----- Raw records
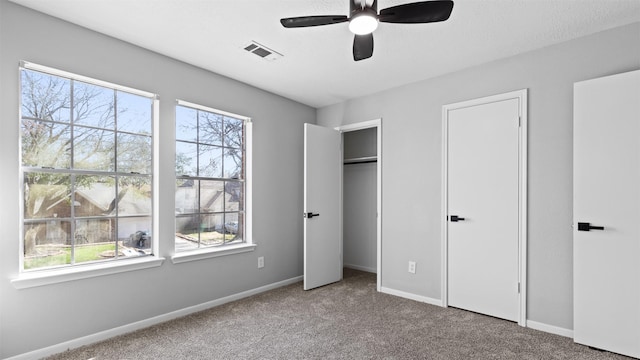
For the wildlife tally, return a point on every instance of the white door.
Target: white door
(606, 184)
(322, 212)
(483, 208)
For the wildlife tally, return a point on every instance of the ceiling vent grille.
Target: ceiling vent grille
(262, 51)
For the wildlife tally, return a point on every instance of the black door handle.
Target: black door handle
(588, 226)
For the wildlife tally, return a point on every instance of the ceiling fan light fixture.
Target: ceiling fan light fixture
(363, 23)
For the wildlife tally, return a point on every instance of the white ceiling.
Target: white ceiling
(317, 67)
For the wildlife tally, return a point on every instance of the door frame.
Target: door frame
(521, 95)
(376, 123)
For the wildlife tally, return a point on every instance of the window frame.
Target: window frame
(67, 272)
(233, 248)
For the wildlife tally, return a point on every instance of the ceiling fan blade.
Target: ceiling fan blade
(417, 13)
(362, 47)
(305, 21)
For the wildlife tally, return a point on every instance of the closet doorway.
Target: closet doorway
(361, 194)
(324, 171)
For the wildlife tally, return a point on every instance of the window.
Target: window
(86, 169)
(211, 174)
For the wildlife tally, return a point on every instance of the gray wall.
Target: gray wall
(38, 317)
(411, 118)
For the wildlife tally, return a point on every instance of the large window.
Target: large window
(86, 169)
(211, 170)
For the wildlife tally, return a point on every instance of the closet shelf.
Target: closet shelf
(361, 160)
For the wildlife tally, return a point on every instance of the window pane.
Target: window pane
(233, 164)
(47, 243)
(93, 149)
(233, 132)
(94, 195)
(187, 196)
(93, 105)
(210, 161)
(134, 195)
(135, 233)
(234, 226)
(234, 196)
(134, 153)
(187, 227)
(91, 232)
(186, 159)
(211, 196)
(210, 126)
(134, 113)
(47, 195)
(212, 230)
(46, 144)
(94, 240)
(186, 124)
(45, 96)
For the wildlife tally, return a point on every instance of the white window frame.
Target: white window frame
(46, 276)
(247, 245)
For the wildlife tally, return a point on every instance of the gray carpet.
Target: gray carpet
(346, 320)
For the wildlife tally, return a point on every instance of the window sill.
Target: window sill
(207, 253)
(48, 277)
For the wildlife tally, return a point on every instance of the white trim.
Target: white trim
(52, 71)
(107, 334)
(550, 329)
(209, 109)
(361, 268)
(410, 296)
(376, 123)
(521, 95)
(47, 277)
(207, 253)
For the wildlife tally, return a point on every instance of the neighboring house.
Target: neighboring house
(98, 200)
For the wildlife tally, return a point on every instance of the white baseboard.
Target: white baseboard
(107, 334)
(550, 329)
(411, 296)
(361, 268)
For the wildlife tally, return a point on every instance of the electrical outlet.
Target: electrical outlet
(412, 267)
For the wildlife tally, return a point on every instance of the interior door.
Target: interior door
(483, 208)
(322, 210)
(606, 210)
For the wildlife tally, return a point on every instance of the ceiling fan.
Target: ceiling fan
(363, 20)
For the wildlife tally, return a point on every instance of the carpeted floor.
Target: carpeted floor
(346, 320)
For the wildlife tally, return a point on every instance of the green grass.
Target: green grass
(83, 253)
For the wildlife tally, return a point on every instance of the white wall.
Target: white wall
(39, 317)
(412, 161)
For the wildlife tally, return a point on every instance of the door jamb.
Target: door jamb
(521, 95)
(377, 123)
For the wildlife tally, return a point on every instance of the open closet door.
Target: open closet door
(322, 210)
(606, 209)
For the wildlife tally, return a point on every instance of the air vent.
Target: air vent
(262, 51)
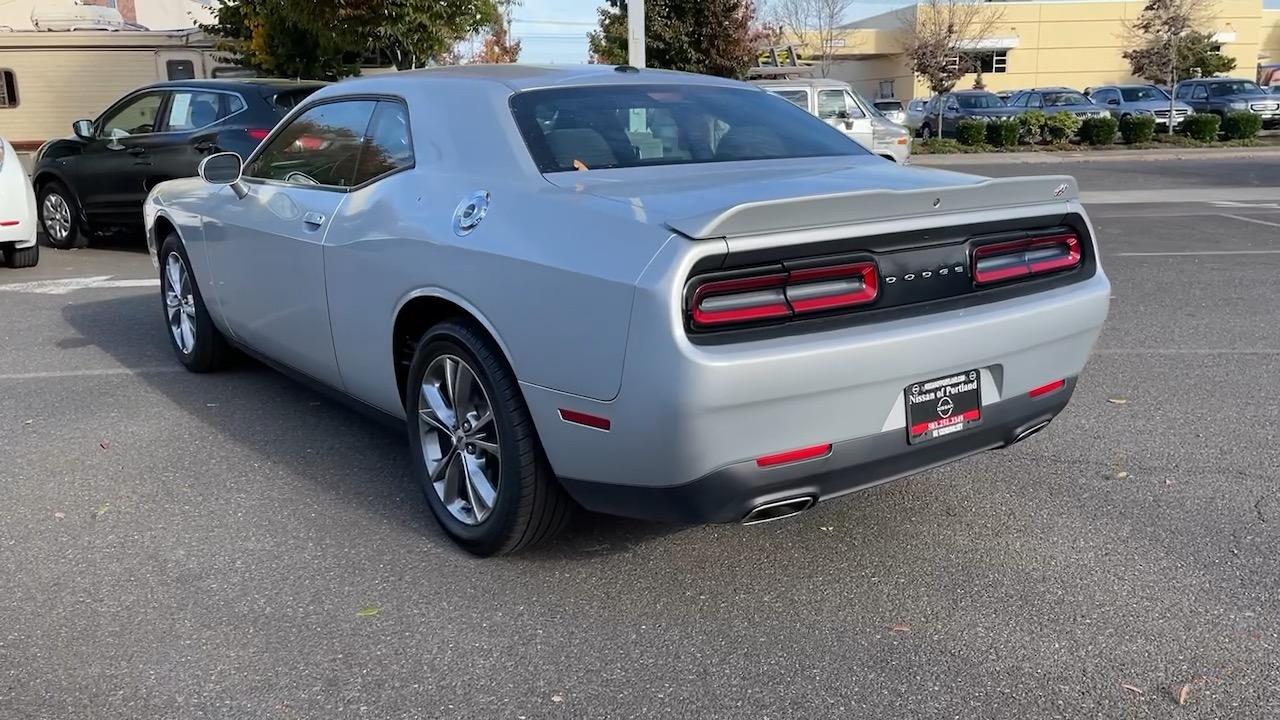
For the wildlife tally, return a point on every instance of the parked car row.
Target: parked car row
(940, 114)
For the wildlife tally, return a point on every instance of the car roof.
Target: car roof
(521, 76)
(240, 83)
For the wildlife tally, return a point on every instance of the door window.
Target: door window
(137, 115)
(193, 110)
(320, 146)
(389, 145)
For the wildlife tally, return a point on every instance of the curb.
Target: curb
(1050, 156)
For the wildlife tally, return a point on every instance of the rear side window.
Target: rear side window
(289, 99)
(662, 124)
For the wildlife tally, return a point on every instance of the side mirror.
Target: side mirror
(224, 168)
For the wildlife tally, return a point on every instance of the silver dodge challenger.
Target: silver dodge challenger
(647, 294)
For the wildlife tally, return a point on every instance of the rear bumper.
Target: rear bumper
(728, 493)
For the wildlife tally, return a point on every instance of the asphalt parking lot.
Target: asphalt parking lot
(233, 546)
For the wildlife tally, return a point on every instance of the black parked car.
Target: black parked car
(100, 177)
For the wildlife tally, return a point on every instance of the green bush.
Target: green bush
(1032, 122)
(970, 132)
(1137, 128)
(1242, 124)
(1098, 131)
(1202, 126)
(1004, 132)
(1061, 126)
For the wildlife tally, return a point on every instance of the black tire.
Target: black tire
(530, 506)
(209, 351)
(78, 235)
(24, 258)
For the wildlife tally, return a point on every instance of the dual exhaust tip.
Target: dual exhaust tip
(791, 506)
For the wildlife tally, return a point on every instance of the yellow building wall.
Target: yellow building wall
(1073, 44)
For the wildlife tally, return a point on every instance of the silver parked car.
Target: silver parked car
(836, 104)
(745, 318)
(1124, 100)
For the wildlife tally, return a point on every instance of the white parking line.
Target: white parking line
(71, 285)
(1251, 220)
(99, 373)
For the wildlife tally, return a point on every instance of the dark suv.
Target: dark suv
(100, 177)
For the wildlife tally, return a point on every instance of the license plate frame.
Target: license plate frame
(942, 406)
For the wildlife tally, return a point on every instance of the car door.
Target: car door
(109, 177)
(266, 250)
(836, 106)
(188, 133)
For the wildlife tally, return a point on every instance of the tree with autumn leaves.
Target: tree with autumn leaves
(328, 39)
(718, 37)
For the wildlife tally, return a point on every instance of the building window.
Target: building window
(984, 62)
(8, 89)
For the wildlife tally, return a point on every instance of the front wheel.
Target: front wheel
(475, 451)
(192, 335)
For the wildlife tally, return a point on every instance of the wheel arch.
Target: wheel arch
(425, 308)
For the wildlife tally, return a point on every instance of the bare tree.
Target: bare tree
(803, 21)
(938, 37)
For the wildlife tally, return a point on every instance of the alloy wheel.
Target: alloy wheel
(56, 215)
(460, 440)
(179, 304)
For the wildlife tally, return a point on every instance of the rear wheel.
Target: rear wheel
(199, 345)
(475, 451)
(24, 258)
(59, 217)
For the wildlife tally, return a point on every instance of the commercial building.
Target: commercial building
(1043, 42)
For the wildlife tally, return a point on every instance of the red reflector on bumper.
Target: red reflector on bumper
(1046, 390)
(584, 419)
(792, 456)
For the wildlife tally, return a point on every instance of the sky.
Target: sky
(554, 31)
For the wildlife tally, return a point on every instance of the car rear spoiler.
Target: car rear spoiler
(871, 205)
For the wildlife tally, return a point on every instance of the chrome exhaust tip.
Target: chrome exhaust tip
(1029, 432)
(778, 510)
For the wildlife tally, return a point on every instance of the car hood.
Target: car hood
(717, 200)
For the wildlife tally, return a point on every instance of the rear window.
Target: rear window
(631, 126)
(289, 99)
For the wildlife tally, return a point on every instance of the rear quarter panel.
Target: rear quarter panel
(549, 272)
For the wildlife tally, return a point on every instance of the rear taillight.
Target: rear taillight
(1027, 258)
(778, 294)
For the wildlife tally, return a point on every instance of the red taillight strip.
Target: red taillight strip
----------
----- Raw records
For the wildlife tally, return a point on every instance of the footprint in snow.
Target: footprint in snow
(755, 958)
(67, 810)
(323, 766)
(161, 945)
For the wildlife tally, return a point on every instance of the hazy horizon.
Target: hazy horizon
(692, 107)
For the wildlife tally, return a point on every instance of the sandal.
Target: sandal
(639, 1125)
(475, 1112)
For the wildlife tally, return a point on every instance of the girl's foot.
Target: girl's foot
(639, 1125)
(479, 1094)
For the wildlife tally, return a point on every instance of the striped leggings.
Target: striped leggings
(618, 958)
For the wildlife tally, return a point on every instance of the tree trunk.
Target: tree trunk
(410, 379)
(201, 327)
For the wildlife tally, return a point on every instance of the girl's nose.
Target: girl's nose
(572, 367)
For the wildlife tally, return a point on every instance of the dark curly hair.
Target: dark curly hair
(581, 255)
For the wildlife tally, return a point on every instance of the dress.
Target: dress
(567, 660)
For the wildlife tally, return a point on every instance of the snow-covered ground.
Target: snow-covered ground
----------
> [Exercise task]: In the records above, switch "snow-covered ground" to "icy ground" and write out again only the lines from the one containing "the snow-covered ground." through the one containing "Target: snow-covered ground", leaving everything else unchanged.

> [Problem solution]:
For the wildlife tally, return a point on every instance of the icy ground.
Target: icy ground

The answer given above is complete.